§ **GIVEN REQUEST**
Update the listing below by swapping "crop scouting" for "field inspection" wherever it occurs, keeping every other line unchanged.

§ **MATERIAL SHOWN**
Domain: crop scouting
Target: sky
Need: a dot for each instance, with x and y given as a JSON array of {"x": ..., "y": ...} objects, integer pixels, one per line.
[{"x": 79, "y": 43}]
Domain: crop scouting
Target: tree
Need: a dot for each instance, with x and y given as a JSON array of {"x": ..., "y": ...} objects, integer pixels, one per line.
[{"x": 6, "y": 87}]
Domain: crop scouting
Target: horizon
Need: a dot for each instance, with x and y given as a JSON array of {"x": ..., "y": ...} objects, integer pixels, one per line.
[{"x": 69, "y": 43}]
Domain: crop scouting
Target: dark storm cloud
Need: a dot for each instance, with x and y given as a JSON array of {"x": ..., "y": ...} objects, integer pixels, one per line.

§ **EXERCISE ANSWER**
Domain: field inspection
Target: sky
Need: a dot for each instance, with x and y given as a JSON array of {"x": ..., "y": ...} objects, integer pixels, one per line.
[{"x": 79, "y": 43}]
Domain: field inspection
Target: tree
Need: a dot for each instance, with x and y given as a JSON array of {"x": ..., "y": ...} objects, integer pixels, one per line.
[{"x": 6, "y": 87}]
Domain: field inspection
Target: horizon
Need: a dot for each instance, with x and y given as a JSON array of {"x": ..., "y": ...} objects, integer pixels, one per line.
[{"x": 69, "y": 43}]
Domain: field inspection
Target: dark storm cloud
Need: a dot for each instance, with x and y given as a JSON array of {"x": ..., "y": ...} objects, integer pixels, one per line.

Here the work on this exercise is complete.